• **Entries shown**
· · · ·

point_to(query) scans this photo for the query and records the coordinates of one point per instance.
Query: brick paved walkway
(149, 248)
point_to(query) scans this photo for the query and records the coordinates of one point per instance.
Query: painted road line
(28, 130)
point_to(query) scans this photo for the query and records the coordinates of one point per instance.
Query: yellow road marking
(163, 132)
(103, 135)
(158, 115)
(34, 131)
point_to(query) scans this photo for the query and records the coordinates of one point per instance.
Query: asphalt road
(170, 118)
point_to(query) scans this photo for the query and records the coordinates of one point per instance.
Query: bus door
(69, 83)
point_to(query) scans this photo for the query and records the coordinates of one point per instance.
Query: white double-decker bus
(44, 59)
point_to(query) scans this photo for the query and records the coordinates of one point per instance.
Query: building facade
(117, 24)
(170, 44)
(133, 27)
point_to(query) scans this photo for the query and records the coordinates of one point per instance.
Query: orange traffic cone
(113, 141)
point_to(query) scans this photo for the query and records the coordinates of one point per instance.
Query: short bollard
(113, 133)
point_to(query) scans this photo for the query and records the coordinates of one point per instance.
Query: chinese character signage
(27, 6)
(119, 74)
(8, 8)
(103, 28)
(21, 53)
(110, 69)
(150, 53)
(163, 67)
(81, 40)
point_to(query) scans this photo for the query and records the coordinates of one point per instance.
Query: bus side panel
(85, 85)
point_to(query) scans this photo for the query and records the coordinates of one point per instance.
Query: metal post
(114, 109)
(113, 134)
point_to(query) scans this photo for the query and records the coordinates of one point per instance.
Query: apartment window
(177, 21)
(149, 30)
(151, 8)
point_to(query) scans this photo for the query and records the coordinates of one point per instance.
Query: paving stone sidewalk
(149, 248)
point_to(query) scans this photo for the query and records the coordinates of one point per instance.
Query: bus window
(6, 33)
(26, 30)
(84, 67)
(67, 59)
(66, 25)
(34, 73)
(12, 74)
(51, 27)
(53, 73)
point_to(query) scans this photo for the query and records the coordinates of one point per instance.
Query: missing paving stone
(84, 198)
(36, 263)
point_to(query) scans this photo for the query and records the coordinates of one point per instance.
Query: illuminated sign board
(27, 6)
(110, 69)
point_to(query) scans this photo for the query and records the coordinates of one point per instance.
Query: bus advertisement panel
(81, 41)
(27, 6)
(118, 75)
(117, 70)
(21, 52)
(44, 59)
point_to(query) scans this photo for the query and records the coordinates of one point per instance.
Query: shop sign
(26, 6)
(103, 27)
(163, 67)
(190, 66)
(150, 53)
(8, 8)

· · · ·

• **Task statement**
Retype each of the preceding records exactly as printed.

• **Exercise output**
point_to(query) scans this photo for the query and records the coordinates of one point per instance.
Query: brick paved walkway
(149, 248)
point_to(query) scans this photo for the query and records the coordinates of one point per instance.
Query: painted road line
(28, 130)
point_to(query) scans this photo for the query and records the coordinates of one point per instance.
Query: yellow road marking
(163, 132)
(103, 135)
(158, 115)
(34, 131)
point_to(query) scans this photo for the query and records the coordinates of one point per instance.
Query: asphalt road
(170, 118)
point_to(query) scans this photo for the query and records the coordinates of one point per instance.
Query: bus door
(69, 83)
point_to(query) scans this photo for the query and records the coordinates of one point per instance.
Query: white double-decker bus
(44, 59)
point_to(query) scans this photo for the query and records the coordinates of one point per instance.
Query: building facade
(117, 24)
(170, 44)
(133, 27)
point_to(query) scans this photo for the query and records the coordinates of one point per instance.
Query: orange traffic cone
(113, 141)
point_to(query) scans this photo for the query and records the coordinates of one point per instance.
Query: short bollard
(113, 133)
point_to(query) scans this photo for the query and records the coordinates of one point per instance.
Query: chinese character signage
(27, 6)
(119, 74)
(8, 8)
(103, 28)
(21, 53)
(110, 69)
(150, 53)
(163, 67)
(81, 40)
point_to(query) scans this photo for the query and records the coordinates of one point per instance.
Query: bus side panel
(85, 85)
point_to(query) scans this photo for the query and records the coordinates of one point per instance.
Query: metal post
(114, 109)
(113, 134)
point_to(query) scans this photo for the query and records the coordinates of one point per instance.
Query: apartment window
(177, 21)
(149, 30)
(151, 8)
point_to(query) scans this photo for the query and records the coordinates of one point per instance.
Query: paving stone sidewalk
(149, 248)
point_to(query) scans this photo for the query and records the coordinates of one point per instance.
Query: bus window
(6, 33)
(26, 30)
(84, 67)
(67, 59)
(66, 25)
(34, 73)
(12, 74)
(51, 27)
(53, 73)
point_to(query) scans this photo for the query and records the coordinates of one point per instance.
Query: missing paving stone
(84, 198)
(36, 263)
point_to(query) scans this photo for the query and records the coordinates of one point per instance.
Query: illuminated sign board
(27, 6)
(110, 69)
point_to(query) scans this photo for the query and records the coordinates of one point per instance.
Query: bus advertisement panel
(81, 41)
(27, 6)
(118, 75)
(117, 70)
(21, 52)
(44, 59)
point_to(query) scans this photo for the query and records the coordinates of one point per instance.
Query: shop sign
(26, 6)
(103, 27)
(163, 67)
(190, 66)
(150, 53)
(8, 8)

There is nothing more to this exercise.